# Work to be completed
Pull out each line of the listing below that contains the word "mailbox", and copy it in full.

────────────────

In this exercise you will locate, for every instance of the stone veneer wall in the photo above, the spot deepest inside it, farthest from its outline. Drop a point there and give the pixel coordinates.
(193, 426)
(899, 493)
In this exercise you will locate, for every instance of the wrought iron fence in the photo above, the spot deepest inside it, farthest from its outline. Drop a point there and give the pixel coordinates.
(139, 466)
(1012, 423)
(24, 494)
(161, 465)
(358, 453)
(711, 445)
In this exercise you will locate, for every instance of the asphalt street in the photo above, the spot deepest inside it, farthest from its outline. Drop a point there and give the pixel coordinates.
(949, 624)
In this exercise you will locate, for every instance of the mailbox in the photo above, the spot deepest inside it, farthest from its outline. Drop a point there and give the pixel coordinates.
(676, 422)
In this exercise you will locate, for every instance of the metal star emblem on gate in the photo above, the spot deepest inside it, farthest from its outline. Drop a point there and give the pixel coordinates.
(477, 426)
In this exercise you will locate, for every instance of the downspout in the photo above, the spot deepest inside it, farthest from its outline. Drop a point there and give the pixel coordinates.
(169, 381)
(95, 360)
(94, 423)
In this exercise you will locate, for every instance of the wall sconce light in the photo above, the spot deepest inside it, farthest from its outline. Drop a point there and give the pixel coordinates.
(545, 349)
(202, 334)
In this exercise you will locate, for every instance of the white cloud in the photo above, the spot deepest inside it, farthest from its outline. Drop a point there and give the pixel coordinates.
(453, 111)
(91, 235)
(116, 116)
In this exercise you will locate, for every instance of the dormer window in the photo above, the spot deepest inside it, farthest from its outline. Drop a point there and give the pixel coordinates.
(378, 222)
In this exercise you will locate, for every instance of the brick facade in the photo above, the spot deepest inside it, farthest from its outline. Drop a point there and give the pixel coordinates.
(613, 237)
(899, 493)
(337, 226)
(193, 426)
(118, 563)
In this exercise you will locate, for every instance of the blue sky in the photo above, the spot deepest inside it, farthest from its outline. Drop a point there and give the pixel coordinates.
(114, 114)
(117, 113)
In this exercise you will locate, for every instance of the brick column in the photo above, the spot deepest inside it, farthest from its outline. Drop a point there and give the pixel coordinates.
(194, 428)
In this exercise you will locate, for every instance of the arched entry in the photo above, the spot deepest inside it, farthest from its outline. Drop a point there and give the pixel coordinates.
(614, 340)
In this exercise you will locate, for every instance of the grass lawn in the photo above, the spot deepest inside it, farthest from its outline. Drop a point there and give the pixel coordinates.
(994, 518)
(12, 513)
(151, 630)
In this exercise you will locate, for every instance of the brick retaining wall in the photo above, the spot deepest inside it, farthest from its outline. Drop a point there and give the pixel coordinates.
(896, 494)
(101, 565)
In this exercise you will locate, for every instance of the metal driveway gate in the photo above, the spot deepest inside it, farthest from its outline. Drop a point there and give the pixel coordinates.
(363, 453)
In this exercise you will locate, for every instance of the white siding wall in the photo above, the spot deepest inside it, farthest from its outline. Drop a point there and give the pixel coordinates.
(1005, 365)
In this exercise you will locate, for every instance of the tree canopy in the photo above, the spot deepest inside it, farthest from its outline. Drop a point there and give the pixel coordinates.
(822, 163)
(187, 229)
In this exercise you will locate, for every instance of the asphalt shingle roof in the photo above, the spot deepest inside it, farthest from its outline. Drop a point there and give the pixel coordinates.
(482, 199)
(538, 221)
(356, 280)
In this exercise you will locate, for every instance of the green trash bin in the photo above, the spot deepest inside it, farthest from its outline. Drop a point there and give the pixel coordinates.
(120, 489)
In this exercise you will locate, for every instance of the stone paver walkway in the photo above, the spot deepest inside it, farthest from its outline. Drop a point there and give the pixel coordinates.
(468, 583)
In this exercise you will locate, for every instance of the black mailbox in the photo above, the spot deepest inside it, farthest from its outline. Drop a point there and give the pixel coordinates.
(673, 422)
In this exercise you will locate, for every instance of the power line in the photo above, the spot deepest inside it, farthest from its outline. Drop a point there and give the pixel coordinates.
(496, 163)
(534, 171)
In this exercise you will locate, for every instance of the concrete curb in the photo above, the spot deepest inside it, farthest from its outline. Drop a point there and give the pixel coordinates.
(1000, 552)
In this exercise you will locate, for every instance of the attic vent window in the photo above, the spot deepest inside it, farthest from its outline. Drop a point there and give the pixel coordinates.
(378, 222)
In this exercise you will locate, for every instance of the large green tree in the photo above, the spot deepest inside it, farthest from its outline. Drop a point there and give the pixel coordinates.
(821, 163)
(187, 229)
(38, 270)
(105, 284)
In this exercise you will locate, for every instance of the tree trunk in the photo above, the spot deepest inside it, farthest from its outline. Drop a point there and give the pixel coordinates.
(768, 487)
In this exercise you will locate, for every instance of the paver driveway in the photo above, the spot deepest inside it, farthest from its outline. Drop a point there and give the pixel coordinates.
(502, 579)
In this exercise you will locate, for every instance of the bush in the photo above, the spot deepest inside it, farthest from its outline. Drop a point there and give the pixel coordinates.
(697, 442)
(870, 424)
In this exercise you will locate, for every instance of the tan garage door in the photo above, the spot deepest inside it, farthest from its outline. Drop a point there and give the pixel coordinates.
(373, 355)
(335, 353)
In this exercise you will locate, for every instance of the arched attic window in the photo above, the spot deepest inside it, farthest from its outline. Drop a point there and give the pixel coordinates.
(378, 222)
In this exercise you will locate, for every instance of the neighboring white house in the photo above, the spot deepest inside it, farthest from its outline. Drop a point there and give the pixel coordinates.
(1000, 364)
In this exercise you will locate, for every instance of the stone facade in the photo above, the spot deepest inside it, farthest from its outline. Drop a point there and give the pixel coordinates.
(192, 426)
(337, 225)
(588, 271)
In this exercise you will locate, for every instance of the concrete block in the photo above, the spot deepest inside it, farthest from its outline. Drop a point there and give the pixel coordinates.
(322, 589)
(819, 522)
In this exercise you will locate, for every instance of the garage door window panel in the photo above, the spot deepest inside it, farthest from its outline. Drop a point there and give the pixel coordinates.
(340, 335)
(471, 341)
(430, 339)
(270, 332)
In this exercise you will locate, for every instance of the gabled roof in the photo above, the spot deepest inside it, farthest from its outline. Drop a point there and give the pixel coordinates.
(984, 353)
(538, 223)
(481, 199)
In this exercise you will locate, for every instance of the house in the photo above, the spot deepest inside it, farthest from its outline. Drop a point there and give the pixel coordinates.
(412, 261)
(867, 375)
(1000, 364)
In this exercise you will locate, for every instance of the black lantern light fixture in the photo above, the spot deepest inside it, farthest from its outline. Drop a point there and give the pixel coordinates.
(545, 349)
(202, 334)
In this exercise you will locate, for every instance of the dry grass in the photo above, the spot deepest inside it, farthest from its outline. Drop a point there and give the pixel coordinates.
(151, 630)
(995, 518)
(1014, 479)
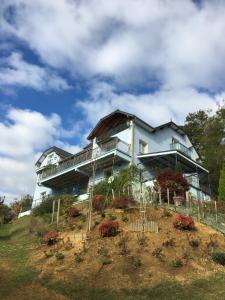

────────────────

# Solved problem
In this exercise you will locate, for every instance of the mailbox in the photo above, the spot deepest inside it, farthest from its outline. Drop a point there and give the pixel coordinates.
In this exercise you will locate, for every instance of the black mailbox in the photo above, the spot deepest inside it, farthest from its outline. Drop a point there and give the pixel coordinates.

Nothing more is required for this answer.